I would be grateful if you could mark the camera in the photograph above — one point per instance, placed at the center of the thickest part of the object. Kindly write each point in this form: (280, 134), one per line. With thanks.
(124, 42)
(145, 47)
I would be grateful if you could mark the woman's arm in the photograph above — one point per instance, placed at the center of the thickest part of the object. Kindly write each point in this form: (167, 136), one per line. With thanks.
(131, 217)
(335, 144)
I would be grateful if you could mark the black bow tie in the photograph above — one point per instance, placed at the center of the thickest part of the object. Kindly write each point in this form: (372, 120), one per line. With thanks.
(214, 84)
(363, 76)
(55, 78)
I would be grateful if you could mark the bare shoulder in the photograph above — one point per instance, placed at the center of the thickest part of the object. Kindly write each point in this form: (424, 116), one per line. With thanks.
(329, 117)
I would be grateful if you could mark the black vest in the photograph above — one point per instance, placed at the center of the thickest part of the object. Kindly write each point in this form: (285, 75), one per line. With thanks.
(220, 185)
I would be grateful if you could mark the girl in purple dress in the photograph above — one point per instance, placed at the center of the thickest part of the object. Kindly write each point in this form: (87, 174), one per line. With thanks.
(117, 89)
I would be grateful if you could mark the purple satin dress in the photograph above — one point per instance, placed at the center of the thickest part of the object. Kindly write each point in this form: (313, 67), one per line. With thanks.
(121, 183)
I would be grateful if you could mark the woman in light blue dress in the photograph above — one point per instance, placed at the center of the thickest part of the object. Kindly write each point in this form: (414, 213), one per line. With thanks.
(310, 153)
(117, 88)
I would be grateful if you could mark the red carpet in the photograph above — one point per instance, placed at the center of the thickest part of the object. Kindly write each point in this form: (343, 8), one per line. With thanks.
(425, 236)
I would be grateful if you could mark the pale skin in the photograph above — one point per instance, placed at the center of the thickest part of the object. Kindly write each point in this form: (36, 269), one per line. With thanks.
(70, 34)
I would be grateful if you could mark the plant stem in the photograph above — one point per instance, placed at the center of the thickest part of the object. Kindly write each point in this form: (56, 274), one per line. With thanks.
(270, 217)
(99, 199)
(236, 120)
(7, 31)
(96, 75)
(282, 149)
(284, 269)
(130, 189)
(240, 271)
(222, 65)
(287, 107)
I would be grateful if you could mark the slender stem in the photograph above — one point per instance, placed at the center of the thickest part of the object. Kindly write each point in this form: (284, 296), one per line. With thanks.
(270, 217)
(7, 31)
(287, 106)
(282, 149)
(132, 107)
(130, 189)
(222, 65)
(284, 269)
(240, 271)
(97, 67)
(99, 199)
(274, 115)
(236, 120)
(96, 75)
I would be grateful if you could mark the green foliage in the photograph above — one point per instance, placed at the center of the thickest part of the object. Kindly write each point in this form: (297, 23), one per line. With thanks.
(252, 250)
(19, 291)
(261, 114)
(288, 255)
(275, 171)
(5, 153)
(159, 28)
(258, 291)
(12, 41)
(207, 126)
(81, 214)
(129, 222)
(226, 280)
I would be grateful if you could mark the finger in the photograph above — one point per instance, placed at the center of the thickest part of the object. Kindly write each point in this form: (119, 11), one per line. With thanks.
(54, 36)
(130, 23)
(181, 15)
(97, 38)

What to work on: Each line of the records belongs in the answer, reproduced exactly.

Answer to this task:
I would be grateful if you could mark the camera in the photograph above — one point per instance, placed at the center of the thickest part of the object. Kindly write each point in this form: (280, 134), one per line. With thanks.
(124, 42)
(145, 47)
I would be grateful if you could mark the woman's arm in the photograph above — one point per instance, placed at the center of the thickest part of the object. Kindly write each point in this form: (167, 136), one per line. With thanks.
(131, 217)
(335, 144)
I would be grateful if you could mark the black bow tie in the photograph above — one point per instance, placed at the center of the thickest part of the object. Kindly write each point in this form: (372, 120), one per line. With thanks.
(214, 84)
(363, 76)
(55, 78)
I would be grateful if you could mark the bare shoulder in the photograph above — one point per instance, placed at the center of the thickest part of the object. Kindly write each point in this form: (424, 116), one per line. With thanks.
(329, 117)
I would be grateful if you could mark the black vest in the photograph above — one point per instance, placed at the center of the thickest part of the object. Kindly write each point in this form: (285, 75), one per line. With thanks.
(220, 185)
I would be grateful if you could mark the girl in purple dress in the photograph above — one point per instance, placed at the center of the thickest part of the object. Kindly write each point in this form: (87, 174), one per line. With thanks.
(117, 89)
I would be grateful if you could mark the purple satin dress in the photograph above — one point per instance, placed at the center of the thickest part of the object. Kindly write each point in this form: (313, 67), one per line. With thanks.
(121, 183)
I would be grateful if you could mark the woman in light blue dress in the photograph above — one point per instance, placed at the center of the thickest part of the object. Kindly write each point in this form: (414, 213), one per line. With thanks.
(310, 153)
(117, 88)
I would be grateful if you could mark the red carpet in the photograph above — one point per instance, placed at the center of the thickest part of the object. Kindly write each point in this form: (343, 8), one per line. With thanks.
(425, 236)
I would be grateful if you could mark the pale skin in the photograph above — one point per instance, placed at the center of the thickest part of the object. Kindly write each point in this form: (36, 269), one per line. With thanks.
(70, 34)
I would be grateful if you could mark the plant stem in the photograph above — one point per instance, placed at the center of the thickest part of the object. Kindly write each point in this form: (56, 274), one per line. With thanks.
(270, 217)
(99, 199)
(236, 120)
(7, 31)
(96, 75)
(282, 149)
(284, 269)
(130, 189)
(240, 271)
(222, 65)
(287, 107)
I would be grateful if you could mark the slender stem in the photograph above — one point per instance, placed at the center of the thickest part of the object. Kindly write each point in this form: (284, 296), one per line. With thanks.
(270, 217)
(7, 31)
(287, 106)
(282, 149)
(132, 107)
(130, 189)
(222, 65)
(284, 269)
(240, 271)
(97, 67)
(99, 199)
(274, 115)
(236, 120)
(96, 75)
I would be grateful if you could mark the green foliage in the photograph above — one point per instance, placed at the center of the thickest part of the object. Kindly write each point in this form: (297, 23), one per line. With thanks.
(252, 250)
(19, 291)
(261, 114)
(288, 255)
(275, 171)
(5, 153)
(159, 28)
(258, 291)
(12, 41)
(207, 126)
(81, 214)
(129, 222)
(226, 280)
I would be grateful if you could mark the finger in the photograph above — one point per instance, placed at the center of the thickest part of the object. Kindly write each point in this form: (119, 11), one per line. With thanks.
(54, 36)
(130, 23)
(181, 15)
(97, 38)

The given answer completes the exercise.